INSTRUCTIONS TO FOLLOW: Can you reproduce the stretch of material from the line containing "of the lamp" through the line containing "POLYGON ((48 135, 48", both lines and the requests included, shifting every polygon coordinate in the answers by 144?

ENTRIES SHOWN:
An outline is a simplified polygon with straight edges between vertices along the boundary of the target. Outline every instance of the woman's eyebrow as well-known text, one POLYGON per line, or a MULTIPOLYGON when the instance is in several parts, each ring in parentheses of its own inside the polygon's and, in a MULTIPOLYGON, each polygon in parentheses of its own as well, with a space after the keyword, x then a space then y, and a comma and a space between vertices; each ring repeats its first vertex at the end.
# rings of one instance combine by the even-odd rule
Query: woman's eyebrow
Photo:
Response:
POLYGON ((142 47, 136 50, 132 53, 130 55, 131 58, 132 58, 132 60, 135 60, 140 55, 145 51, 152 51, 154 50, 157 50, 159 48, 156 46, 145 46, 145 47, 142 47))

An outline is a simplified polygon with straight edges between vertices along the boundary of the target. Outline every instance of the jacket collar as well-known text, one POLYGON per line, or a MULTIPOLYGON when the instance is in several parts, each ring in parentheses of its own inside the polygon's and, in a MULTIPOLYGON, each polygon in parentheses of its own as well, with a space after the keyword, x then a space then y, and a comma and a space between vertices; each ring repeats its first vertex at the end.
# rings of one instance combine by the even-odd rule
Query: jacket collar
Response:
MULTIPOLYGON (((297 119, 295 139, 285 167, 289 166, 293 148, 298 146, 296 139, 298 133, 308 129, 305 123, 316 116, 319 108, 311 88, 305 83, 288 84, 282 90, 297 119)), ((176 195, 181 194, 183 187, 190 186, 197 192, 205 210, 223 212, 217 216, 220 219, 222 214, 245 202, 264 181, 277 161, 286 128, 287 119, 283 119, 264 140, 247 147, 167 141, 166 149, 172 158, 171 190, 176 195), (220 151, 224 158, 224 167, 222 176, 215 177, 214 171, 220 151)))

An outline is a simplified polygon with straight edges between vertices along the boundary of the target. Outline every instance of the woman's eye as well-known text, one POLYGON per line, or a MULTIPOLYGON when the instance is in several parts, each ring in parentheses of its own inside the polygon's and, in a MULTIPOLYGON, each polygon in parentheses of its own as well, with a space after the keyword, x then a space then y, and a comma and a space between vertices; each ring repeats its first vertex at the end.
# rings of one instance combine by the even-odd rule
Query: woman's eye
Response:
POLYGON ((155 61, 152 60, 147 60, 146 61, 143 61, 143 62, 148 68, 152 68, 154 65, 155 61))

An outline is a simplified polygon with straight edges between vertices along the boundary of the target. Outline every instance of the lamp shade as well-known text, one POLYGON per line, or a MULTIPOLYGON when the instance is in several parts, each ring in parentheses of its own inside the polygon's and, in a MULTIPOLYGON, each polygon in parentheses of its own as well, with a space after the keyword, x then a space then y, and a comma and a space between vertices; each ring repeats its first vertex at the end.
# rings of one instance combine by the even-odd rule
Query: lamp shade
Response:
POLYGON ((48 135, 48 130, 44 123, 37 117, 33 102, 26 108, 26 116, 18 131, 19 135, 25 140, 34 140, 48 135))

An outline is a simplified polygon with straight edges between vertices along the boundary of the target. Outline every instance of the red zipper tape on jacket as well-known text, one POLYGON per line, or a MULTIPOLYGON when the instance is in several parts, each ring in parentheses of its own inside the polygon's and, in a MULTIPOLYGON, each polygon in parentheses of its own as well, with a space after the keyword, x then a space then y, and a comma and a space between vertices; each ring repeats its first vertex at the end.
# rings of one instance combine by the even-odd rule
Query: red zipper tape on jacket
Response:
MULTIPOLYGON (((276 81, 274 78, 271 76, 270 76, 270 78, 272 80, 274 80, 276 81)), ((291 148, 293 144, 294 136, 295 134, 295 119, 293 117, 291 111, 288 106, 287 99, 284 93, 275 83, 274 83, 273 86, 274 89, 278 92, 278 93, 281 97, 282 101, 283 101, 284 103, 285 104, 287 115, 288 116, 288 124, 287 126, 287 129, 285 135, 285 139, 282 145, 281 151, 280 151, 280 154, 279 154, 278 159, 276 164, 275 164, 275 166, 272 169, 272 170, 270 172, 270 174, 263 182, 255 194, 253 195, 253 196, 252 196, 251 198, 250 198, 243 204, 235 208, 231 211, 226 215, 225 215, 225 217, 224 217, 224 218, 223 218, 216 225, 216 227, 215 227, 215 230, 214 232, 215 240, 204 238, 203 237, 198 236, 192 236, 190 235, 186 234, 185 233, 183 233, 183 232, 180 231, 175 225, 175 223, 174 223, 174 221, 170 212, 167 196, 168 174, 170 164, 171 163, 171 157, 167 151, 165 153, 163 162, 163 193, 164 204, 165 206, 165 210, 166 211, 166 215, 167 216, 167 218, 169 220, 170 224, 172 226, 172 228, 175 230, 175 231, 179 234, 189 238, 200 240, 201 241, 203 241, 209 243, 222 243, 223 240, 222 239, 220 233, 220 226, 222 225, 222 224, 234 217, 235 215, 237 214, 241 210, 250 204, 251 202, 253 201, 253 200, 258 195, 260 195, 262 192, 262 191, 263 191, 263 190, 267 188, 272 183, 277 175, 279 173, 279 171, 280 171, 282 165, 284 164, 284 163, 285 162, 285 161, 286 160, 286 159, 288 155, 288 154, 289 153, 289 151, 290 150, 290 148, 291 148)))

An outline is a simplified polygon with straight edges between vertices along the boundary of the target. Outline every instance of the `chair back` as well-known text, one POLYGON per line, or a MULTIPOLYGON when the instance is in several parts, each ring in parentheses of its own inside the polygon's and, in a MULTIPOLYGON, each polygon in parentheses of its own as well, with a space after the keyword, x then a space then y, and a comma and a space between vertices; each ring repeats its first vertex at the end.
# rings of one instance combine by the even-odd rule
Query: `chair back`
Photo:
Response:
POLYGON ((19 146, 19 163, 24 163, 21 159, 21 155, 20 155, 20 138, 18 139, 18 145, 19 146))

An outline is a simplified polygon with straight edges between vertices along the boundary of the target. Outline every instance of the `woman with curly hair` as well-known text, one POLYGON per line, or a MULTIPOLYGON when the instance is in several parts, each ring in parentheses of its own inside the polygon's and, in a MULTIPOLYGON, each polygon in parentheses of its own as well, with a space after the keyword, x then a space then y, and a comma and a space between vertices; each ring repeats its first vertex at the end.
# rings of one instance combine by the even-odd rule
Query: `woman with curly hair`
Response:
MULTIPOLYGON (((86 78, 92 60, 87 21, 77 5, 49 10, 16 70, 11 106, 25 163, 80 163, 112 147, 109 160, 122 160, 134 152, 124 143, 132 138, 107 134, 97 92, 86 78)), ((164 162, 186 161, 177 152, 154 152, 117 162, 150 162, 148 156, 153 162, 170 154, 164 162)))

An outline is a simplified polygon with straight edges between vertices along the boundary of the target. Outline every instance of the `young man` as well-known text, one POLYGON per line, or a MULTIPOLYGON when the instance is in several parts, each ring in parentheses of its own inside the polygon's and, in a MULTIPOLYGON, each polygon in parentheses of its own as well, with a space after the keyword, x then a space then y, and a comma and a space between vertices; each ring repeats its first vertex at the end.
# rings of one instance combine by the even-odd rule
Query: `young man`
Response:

OUTPUT BELOW:
An outline is a simplified polygon with straight edges between vertices along the boundary of the target. Outline every instance of the lamp shade as well-known text, one POLYGON per line, or a MULTIPOLYGON when the instance is in several parts, each ring in parentheses of its own inside the polygon's and, in a MULTIPOLYGON, each polygon in parentheses of its own as well, with a space after the keyword, x then a space then y, and a comma and a space between vertices; each ring repeats its first vertex at the end.
# rings of one instance combine by the even-odd rule
Query: lamp shade
Response:
POLYGON ((192 279, 192 274, 188 267, 181 261, 177 246, 170 252, 170 260, 162 275, 163 279, 169 284, 178 284, 192 279))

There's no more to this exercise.